— Work instructions —
Please pick out every line in the items below that contains the word "plate" and copy each of those lines.

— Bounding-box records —
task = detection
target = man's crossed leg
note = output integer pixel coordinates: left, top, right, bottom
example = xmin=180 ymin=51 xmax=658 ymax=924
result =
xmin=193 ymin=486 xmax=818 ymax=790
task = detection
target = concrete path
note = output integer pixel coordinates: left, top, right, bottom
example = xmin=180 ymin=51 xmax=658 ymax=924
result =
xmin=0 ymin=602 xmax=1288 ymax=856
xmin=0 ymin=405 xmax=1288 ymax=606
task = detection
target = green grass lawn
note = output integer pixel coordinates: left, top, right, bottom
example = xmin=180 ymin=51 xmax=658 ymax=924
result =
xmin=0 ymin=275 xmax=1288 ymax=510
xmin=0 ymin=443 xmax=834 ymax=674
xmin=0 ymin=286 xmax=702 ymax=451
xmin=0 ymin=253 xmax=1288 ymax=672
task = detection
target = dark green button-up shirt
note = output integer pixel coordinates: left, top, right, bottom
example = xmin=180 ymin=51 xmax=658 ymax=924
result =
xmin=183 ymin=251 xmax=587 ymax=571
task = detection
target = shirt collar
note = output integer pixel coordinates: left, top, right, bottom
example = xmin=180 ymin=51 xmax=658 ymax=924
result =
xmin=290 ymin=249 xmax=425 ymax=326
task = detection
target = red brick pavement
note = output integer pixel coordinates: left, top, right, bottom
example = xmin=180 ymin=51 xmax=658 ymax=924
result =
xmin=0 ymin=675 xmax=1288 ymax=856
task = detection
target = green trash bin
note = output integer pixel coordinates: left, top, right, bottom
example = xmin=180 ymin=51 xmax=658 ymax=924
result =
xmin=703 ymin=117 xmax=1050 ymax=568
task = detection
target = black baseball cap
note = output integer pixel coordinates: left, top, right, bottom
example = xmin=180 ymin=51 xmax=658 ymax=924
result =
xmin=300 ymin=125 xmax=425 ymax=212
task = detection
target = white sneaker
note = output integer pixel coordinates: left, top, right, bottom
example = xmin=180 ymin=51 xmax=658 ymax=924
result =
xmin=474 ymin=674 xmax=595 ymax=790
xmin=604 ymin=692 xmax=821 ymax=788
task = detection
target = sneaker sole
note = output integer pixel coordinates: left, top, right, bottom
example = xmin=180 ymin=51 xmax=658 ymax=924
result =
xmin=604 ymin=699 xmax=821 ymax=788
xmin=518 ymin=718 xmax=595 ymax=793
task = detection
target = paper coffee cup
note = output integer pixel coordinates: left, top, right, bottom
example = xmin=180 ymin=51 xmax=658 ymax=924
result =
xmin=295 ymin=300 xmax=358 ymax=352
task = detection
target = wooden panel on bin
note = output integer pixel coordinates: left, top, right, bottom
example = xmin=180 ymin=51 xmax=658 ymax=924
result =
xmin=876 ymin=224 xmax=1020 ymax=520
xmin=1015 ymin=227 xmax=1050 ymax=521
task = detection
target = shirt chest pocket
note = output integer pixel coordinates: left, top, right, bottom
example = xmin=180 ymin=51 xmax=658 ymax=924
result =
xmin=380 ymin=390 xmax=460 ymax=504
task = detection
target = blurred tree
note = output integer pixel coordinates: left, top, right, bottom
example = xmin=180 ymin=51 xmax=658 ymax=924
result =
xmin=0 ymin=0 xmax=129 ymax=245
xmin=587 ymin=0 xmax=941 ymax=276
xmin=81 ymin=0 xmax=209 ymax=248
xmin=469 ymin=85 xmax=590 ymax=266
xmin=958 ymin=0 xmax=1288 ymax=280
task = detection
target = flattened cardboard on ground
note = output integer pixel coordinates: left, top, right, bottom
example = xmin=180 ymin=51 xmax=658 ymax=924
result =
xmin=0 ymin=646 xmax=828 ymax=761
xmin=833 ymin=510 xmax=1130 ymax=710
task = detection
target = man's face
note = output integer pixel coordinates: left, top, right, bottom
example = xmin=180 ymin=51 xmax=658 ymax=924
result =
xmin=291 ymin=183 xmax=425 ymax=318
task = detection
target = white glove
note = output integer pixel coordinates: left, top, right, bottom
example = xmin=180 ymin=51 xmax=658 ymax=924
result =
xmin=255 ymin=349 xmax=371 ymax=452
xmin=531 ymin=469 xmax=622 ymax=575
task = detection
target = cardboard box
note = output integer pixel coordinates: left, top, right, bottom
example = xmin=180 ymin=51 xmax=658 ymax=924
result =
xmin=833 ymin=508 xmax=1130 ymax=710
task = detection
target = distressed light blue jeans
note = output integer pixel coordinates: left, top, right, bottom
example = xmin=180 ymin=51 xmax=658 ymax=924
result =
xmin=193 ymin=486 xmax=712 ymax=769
--
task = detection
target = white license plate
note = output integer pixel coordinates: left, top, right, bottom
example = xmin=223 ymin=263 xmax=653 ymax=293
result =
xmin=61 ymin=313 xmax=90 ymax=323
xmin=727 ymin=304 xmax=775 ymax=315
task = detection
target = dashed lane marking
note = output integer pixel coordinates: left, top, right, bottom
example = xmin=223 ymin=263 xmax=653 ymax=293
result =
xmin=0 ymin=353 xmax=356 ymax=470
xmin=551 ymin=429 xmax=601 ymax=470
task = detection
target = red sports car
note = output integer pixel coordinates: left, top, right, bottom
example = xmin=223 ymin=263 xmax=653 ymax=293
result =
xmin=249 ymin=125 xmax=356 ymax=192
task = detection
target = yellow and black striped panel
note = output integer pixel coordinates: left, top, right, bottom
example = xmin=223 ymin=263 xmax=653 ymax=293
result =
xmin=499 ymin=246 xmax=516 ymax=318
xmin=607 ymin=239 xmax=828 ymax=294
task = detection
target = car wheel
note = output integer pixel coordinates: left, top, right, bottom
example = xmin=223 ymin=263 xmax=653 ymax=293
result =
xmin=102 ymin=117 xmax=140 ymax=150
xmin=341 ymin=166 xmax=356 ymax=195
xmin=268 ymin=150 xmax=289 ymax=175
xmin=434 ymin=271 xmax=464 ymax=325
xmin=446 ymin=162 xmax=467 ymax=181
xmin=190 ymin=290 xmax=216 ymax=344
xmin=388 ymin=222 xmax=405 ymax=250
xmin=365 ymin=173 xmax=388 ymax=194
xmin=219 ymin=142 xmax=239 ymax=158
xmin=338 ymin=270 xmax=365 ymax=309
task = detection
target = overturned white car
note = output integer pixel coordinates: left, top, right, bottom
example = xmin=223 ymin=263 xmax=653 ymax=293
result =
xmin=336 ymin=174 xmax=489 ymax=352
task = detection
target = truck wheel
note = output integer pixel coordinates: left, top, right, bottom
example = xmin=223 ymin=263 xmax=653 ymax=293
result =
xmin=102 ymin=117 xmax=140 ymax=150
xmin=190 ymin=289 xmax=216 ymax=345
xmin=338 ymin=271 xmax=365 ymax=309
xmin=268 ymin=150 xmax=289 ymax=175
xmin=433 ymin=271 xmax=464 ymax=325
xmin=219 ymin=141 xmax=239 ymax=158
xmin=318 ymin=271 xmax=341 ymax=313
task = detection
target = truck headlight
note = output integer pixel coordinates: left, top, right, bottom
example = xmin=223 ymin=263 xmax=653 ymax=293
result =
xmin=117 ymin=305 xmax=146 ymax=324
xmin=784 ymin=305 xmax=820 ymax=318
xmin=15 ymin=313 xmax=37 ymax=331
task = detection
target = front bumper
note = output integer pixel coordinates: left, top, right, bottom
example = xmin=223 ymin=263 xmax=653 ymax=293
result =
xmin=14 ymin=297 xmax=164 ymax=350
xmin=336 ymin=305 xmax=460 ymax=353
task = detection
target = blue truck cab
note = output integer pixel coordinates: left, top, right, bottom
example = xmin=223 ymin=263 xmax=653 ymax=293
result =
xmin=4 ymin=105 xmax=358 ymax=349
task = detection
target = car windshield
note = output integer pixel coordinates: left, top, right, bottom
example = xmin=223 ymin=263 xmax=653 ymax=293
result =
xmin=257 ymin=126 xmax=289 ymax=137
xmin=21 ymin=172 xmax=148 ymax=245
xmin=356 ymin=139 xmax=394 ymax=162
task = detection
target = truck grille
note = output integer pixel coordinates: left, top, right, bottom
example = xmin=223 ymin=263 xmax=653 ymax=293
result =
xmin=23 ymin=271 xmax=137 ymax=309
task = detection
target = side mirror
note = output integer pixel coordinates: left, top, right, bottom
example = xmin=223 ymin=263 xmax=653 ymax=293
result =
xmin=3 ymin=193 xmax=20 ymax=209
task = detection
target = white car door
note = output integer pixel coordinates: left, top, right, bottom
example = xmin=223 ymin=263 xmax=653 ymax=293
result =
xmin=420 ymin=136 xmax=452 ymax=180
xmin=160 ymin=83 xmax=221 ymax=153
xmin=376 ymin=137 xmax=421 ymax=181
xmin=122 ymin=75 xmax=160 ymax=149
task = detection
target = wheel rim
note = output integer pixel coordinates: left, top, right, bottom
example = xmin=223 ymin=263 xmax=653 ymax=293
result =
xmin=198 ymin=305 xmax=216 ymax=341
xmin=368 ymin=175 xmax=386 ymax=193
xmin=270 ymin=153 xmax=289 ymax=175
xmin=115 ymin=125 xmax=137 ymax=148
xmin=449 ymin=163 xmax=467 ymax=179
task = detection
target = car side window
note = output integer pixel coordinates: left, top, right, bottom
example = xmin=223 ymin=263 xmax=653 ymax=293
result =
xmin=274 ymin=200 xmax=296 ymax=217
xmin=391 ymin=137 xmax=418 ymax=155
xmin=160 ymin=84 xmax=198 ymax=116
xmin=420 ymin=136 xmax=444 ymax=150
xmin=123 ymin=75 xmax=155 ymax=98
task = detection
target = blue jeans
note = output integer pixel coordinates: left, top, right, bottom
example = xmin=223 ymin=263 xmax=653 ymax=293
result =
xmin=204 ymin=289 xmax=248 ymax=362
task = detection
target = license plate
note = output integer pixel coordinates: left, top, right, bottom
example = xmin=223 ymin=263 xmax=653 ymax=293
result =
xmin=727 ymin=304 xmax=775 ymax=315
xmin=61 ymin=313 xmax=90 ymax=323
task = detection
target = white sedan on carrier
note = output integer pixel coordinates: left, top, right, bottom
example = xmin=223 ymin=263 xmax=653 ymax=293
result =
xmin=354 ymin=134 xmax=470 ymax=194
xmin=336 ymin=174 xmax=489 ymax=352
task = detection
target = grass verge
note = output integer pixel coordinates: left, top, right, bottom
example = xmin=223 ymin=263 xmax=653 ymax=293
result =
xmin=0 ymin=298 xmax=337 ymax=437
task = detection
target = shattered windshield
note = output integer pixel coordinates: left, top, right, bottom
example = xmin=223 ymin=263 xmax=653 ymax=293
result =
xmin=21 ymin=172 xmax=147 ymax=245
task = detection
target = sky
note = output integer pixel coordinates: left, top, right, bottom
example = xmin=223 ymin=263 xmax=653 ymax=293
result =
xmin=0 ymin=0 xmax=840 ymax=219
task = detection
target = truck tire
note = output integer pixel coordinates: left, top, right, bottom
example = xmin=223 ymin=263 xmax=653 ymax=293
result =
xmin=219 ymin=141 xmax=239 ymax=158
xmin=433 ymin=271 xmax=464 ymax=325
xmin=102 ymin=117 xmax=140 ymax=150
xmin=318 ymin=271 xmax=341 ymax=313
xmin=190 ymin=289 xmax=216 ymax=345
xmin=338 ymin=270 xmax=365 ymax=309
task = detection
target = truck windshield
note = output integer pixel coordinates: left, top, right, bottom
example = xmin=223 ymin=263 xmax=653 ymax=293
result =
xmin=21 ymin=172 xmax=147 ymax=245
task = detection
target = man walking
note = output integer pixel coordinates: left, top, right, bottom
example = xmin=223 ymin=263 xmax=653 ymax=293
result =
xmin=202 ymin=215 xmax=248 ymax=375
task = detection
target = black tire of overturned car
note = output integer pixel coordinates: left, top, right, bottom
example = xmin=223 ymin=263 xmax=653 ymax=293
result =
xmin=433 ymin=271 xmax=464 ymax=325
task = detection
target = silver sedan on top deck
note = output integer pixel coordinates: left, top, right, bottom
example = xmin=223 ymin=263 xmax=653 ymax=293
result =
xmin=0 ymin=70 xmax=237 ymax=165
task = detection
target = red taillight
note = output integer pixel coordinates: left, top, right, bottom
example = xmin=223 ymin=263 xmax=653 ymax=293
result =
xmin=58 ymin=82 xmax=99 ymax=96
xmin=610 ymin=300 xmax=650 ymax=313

— Answer to this problem —
target = white license plate
target = license plate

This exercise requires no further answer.